*** SUPPLIED MATERIAL
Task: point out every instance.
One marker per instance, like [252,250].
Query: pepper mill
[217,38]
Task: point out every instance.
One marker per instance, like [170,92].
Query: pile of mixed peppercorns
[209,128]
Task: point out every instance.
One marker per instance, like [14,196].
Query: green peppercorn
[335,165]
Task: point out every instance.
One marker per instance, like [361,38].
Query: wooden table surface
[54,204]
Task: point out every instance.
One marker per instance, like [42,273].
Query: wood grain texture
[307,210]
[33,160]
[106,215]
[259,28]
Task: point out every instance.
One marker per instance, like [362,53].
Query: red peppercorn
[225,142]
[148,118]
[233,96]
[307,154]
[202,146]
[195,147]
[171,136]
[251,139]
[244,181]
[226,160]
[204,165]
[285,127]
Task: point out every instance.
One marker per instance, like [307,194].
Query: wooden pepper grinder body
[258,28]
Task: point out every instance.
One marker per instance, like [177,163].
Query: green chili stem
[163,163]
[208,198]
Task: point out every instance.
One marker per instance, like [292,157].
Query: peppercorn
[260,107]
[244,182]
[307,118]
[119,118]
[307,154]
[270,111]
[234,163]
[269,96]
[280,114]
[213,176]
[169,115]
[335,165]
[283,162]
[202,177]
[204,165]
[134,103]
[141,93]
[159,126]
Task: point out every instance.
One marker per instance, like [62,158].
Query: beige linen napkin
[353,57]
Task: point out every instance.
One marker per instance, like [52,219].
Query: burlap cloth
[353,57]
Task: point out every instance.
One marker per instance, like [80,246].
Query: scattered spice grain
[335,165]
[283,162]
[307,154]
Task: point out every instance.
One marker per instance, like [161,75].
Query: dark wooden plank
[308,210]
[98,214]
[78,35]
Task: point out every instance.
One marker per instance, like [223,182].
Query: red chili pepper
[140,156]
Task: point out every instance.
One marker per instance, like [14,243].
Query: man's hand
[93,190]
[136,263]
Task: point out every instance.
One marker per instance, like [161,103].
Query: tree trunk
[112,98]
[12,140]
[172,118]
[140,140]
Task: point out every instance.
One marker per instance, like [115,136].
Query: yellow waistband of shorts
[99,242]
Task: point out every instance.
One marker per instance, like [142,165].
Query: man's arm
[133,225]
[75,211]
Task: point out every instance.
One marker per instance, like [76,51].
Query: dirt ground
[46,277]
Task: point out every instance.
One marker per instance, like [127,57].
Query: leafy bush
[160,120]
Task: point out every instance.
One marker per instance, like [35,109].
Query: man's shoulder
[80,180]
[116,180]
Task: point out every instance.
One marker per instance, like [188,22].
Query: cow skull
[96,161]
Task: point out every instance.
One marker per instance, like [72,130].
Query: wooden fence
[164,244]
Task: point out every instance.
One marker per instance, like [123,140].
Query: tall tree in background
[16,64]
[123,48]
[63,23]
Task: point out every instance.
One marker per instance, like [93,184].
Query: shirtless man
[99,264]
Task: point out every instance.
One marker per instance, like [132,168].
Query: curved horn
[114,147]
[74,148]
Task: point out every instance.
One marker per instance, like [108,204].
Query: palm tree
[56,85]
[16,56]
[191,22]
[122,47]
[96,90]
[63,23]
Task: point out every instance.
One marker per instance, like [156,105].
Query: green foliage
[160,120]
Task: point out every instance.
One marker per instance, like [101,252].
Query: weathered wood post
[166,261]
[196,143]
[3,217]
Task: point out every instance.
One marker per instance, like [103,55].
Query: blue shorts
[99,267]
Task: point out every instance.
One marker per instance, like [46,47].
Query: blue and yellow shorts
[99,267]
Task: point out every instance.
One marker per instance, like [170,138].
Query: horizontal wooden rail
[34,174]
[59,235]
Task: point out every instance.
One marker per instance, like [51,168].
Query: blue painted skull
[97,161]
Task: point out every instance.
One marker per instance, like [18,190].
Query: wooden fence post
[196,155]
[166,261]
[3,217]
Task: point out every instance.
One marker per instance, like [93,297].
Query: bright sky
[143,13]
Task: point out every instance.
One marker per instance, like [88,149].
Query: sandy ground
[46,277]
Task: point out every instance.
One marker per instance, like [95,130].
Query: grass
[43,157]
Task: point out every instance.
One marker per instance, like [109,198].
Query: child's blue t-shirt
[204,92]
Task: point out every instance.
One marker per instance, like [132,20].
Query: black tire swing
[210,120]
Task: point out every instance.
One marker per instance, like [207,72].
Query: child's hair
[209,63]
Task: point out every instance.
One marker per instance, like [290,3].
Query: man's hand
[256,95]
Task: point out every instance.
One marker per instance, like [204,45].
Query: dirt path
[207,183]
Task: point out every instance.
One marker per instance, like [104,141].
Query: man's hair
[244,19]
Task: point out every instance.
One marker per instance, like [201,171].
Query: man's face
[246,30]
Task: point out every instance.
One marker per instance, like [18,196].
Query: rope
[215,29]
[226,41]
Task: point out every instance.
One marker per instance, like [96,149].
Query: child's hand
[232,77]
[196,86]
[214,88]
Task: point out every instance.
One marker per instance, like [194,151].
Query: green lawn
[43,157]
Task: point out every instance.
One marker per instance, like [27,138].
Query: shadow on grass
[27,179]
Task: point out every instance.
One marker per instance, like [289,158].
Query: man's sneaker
******
> [THE EXERCISE]
Please give back all of the records exactly as written.

> [SOLUTION TO THIS TASK]
Task: point out every instance.
One marker per instance, like [252,250].
Query: pepper mill
[217,38]
Task: point out every instance.
One marker per instance, like [170,92].
Query: pile of mixed peppercorns
[209,128]
Task: point out every instance.
One marker per instance, like [14,196].
Query: green peppercorn
[335,165]
Task: point out every instance.
One marker per instance, like [361,38].
Query: wooden table surface
[54,204]
Task: point out every instance.
One marker per instance, like [42,273].
Query: wood grain texture
[307,210]
[33,160]
[106,215]
[259,28]
Task: point out every instance.
One marker per instance, like [362,53].
Query: red peppercorn
[225,142]
[148,118]
[233,96]
[307,154]
[202,146]
[195,147]
[171,136]
[251,139]
[244,181]
[226,160]
[204,165]
[285,127]
Task: point out every instance.
One marker per instance, like [307,194].
Query: wooden pepper grinder body
[258,28]
Task: point out every instance.
One marker per instance, like [177,163].
Query: green chili stem
[163,163]
[208,198]
Task: point out every instance.
One marker per instance, like [292,157].
Query: peppercorn
[260,107]
[244,182]
[307,118]
[119,118]
[307,154]
[270,111]
[234,163]
[269,96]
[280,114]
[213,176]
[169,115]
[335,165]
[283,162]
[202,177]
[204,165]
[134,103]
[141,93]
[159,126]
Task: point out every instance.
One marker per instance, like [62,158].
Query: beige linen napkin
[353,57]
Task: point out every instance.
One marker per instance, like [52,219].
Query: burlap cloth
[353,57]
Task: point out every instance.
One marker per instance, like [80,246].
Query: scattered spice grain
[335,165]
[283,162]
[307,154]
Task: point out every instance.
One marker per instance, like [161,75].
Query: dark wooden plank
[308,210]
[98,214]
[78,35]
Task: point out every instance.
One marker per instance, like [223,182].
Query: red chili pepper
[140,156]
Task: point out every instance.
One marker per instance, like [14,243].
Query: man's hand
[93,190]
[136,263]
Task: point out every instance.
One marker per instance, like [161,103].
Query: tree trunk
[112,98]
[12,140]
[172,118]
[140,140]
Task: point out every instance.
One marker per instance, like [115,136].
Query: yellow waistband of shorts
[99,242]
Task: point out every instance.
One marker per instance, like [142,165].
Query: man's arm
[133,225]
[75,211]
Task: point out every instance.
One marker per instance, like [76,51].
Query: dirt ground
[46,277]
Task: point out every instance.
One marker per instance, like [127,57].
Query: leafy bush
[160,120]
Task: point out every instance.
One marker per instance, like [35,109].
Query: man's shoulder
[80,180]
[116,180]
Task: point out every instance.
One marker per instance, like [188,22].
Query: cow skull
[96,161]
Task: point out every instance.
One marker per instance, like [72,130].
Query: wooden fence
[164,244]
Task: point out every instance.
One marker per instance, like [123,140].
Query: tall tree in background
[16,64]
[123,48]
[63,23]
Task: point out every instance.
One marker per instance, like [93,184].
Query: shirtless man
[99,264]
Task: point out every instance.
One marker per instance, like [132,168].
Query: curved horn
[114,147]
[74,148]
Task: point out every instance.
One marker per instance, like [108,204].
Query: palm tree
[56,85]
[16,56]
[191,22]
[122,47]
[96,90]
[63,23]
Task: point out every instance.
One marker per instance, like [156,105].
Query: green foliage
[160,120]
Task: point out every instance.
One marker per instance, like [101,252].
Query: weathered wood post
[166,261]
[196,143]
[3,217]
Task: point out every instance.
One marker per instance, like [103,55].
Query: blue shorts
[99,267]
Task: point out every instance.
One marker per instance, like [46,47].
Query: blue and yellow shorts
[99,267]
Task: point out every instance.
One marker per instance, like [170,138].
Query: horizontal wooden rail
[34,174]
[59,235]
Task: point out every instance.
One marker per instance, like [51,168].
Query: blue painted skull
[97,161]
Task: point out every instance.
One marker per instance, like [18,190].
Query: wooden fence post
[196,155]
[166,261]
[3,217]
Task: point out every instance.
One marker per instance, like [93,297].
Query: bright sky
[143,13]
Task: point out every instance.
One marker per instance, like [88,149].
Query: sandy ground
[46,277]
Task: point out every instance.
One marker per instance, like [95,130].
Query: grass
[43,157]
Task: point out every instance.
One marker per instance, like [109,198].
Query: child's blue t-shirt
[204,92]
Task: point out every instance.
One marker per instance, like [132,20].
Query: black tire swing
[210,120]
Task: point out every instance.
One marker per instance, like [207,72].
Query: child's hair
[209,63]
Task: point out every instance.
One marker per instance, like [290,3].
Query: man's hand
[256,95]
Task: point out every instance.
One marker per instance, like [204,45].
Query: dirt path
[207,183]
Task: point out every instance.
One marker per instance, like [104,141].
Query: man's hair
[244,19]
Task: point out every instance.
One marker per instance, like [201,171].
Query: man's face
[246,30]
Task: point out every instance.
One marker per instance, like [18,196].
Query: rope
[215,29]
[226,41]
Task: point out every instance.
One marker per instance, like [96,149].
Query: child's hand
[232,77]
[196,86]
[214,88]
Task: point out every instance.
One marker per instance, like [194,151].
Query: green lawn
[43,157]
Task: point out every instance.
One marker per instance, like [27,138].
Query: shadow on grass
[27,179]
Task: point out every instance.
One marker per instance, like [289,158].
Query: man's sneaker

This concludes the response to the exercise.